**Brano fornito:**
================

Dedicato a (S)te

Sogni e amnesie. Sono le risorse più abusate da scrittori e sceneggiatori senza fantasia: ogni volta che mi imbatto in uno di questi espedienti narrativi mi viene il latte alle ginocchia. Naturalmente ce l’ho con la mancanza di immaginazione e con le scorciatoie facili, non con i sogni, che trovo fantastici.

Ho la fortuna di essere un onironauta. Significa che, in determinate circostanze, acquisisco la consapevolezza di trovarmi in un sogno, riuscendo a cambiarlo a mio vantaggio. In genere funziona così: se percepisco che la situazione è assurda, noto elemenTi irreali o mi trovo in pericolo imminente, scatta una specie di meccanismo di protezione. La mia razionalità giunge in aiuto e mi siedo alla regia, proseguendo l’esperienza in un sogno lucido. Nella mia personale Matrix sono libero di affrontare ogni antagonista, abbattere gli ostacoli e raggiungere qualunque obiettivo, vincolato solo dai limiti – peraltro ancora inesplorati – della mia fantasia.

È notte, nel letto i nervi cominciano a distendersi. Guardo un po’ il buio, schiarito dai lampi intermittenti del led che dal soggiorno segnala una temperatura esterna inferiore ai 3 gradi. Si sta bene, sotto le coperte! Chiudo gli occhi e mentre il pensiero vaga libero tra gli avvenimenti della giornata e qualche preoccupazione, cedo all’abbraccio di Morfeo.

Con un guizzo l’omino del cervello imbraccia un cestello e inizia a correre di qua e di là, eccitato come un concorrente nella dispensa di Masterchef: “Profumi e ricordi di quella vacanza romantica, un pizzico di trauma infantile, una spolverata di nonsense…”. Tra tanto ben di Dio finisce con l’infilare nel paniere anche roba completamente fuori tema e quando raggiunge concitato la postazione, immancabilmente, si accorge di aver dimenticato l’ingrediente principe: “Nooo! Lo scalogno! La coerenza!”

================

(Voci di dati archiviate)
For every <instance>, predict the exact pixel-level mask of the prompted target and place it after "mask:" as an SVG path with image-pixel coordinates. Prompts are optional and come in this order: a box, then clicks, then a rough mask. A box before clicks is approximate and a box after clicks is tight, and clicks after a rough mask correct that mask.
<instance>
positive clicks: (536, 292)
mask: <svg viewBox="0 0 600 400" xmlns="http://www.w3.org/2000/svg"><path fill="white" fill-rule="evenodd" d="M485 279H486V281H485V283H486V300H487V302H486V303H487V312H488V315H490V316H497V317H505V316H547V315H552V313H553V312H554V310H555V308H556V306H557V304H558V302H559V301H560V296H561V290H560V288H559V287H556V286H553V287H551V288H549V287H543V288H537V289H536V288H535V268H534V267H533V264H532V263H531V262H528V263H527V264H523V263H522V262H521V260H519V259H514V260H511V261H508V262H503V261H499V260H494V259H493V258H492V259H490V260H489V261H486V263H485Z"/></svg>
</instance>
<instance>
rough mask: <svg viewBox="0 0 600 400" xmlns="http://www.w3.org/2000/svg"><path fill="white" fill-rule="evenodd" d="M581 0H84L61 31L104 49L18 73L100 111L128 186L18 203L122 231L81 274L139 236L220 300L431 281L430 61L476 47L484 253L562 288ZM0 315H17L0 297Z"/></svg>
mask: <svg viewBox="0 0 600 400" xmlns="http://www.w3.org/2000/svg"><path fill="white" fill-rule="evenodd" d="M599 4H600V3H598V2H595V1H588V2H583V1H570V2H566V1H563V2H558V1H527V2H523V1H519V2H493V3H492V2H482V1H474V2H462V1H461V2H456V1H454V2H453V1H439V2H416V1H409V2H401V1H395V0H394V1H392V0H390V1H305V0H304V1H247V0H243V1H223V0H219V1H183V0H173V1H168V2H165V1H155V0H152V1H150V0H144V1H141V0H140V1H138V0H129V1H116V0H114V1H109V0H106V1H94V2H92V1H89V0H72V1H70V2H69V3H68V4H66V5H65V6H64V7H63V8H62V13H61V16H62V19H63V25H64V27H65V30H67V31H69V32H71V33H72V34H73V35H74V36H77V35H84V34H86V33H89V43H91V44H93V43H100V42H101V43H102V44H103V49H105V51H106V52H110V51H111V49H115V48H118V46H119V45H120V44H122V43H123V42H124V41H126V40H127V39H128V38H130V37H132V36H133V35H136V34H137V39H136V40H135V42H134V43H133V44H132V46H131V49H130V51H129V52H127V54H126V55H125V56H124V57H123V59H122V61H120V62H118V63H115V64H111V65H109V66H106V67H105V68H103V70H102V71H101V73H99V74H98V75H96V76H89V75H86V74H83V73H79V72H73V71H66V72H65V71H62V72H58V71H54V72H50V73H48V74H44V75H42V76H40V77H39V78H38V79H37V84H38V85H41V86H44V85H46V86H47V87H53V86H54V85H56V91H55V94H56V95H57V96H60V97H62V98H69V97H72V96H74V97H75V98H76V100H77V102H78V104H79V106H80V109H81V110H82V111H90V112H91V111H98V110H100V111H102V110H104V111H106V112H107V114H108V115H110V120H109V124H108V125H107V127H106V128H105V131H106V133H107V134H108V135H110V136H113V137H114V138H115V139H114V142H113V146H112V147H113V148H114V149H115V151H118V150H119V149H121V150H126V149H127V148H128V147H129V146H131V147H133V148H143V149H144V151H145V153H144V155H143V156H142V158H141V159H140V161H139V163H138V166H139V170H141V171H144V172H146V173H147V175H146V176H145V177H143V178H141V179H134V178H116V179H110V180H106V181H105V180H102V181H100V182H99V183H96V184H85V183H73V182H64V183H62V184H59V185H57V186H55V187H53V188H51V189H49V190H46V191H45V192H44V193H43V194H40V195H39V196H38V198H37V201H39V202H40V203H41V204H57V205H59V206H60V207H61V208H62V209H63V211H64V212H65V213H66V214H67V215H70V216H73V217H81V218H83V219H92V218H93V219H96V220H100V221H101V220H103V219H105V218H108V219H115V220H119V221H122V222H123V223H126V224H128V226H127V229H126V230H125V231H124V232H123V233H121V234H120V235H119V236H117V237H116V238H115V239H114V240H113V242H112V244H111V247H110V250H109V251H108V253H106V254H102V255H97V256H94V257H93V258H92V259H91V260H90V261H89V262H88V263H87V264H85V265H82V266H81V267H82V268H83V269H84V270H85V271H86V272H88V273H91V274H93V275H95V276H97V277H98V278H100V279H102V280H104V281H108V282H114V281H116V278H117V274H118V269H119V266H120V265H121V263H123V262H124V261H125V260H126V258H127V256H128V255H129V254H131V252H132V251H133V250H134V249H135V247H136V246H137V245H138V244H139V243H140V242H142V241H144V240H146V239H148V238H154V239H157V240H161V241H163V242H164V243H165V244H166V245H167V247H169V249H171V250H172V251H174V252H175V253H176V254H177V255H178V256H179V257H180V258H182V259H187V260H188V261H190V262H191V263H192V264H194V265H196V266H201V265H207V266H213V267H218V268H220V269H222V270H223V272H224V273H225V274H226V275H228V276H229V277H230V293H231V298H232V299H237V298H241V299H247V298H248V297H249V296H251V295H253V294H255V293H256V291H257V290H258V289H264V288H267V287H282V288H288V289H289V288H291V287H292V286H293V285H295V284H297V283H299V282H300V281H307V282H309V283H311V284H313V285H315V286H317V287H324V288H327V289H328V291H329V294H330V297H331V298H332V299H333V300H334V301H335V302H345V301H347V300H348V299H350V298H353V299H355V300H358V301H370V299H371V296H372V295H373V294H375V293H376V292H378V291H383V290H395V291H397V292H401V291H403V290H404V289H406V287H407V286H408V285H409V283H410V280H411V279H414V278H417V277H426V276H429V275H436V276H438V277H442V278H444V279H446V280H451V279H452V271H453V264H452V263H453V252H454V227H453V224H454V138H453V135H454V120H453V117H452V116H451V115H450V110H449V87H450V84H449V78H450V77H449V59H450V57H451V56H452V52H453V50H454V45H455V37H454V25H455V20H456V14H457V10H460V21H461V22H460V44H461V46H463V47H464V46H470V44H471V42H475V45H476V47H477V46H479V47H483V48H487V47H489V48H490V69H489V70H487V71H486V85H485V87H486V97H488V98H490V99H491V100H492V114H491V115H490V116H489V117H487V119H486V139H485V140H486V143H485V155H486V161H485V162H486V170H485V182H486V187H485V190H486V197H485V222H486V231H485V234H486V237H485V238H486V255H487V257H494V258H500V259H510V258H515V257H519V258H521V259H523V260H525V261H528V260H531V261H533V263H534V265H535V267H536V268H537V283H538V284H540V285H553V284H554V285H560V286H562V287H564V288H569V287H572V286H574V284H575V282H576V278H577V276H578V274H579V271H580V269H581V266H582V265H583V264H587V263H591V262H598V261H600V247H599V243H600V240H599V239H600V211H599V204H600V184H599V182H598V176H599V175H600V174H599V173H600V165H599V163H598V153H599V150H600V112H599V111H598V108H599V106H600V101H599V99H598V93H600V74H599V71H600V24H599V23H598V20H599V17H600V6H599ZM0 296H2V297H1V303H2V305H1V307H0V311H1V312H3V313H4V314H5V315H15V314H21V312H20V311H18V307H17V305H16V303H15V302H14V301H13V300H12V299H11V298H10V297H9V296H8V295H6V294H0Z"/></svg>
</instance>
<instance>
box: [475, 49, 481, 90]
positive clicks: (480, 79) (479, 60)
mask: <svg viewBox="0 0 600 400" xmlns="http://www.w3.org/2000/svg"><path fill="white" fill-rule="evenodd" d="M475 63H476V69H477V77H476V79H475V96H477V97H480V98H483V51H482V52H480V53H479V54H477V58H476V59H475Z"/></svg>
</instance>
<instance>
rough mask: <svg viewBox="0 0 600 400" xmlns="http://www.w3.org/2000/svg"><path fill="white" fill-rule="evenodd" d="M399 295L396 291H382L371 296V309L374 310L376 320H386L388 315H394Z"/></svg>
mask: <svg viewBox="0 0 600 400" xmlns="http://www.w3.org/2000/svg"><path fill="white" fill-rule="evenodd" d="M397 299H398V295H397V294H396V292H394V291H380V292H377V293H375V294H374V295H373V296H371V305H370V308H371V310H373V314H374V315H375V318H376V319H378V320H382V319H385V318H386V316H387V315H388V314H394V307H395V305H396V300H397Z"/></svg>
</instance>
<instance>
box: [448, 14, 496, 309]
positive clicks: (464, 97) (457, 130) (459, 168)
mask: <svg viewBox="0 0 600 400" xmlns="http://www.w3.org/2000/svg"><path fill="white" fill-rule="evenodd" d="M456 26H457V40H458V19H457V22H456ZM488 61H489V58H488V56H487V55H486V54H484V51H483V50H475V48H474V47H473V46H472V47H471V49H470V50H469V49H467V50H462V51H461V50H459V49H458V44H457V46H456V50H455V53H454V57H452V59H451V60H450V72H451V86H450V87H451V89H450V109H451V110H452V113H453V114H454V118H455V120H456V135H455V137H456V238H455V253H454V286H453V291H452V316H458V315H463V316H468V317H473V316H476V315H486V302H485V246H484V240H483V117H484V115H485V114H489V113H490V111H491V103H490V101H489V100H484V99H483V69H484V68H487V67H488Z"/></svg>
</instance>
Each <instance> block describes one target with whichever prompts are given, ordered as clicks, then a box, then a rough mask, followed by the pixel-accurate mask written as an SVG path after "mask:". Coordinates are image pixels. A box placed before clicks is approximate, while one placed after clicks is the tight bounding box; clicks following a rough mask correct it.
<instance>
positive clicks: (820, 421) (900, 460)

================

**Compiti da svolgere:**
[1] Rispondi a queste domande sul brano dedicato ai sogni:
(a) Quali sono, secondo il brano, le risorse più abusate da scrittori e sceneggiatori senza fantasia?
(b) Quale temperatura esterna segnala il led dal soggiorno?
(c) A chi viene paragonato l'omino del cervello mentre corre con il cestello?
[2] Cambia una parola nel brano dedicato ai sogni. Riscrivi il passo a partire dalle parole "Ho la fortuna" e fermati dopo "della mia fantasia.", mettendo "avversario" al posto di "antagonista".

**Esercizio svolto:**
[1]
(a) Sogni e amnesie.
(b) Una temperatura inferiore ai 3 gradi.
(c) A un concorrente nella dispensa di Masterchef.

[2]
Ho la fortuna di essere un onironauta. Significa che, in determinate circostanze, acquisisco la consapevolezza di trovarmi in un sogno, riuscendo a cambiarlo a mio vantaggio. In genere funziona così: se percepisco che la situazione è assurda, noto elemenTi irreali o mi trovo in pericolo imminente, scatta una specie di meccanismo di protezione. La mia razionalità giunge in aiuto e mi siedo alla regia, proseguendo l’esperienza in un sogno lucido. Nella mia personale Matrix sono libero di affrontare ogni avversario, abbattere gli ostacoli e raggiungere qualunque obiettivo, vincolato solo dai limiti – peraltro ancora inesplorati – della mia fantasia.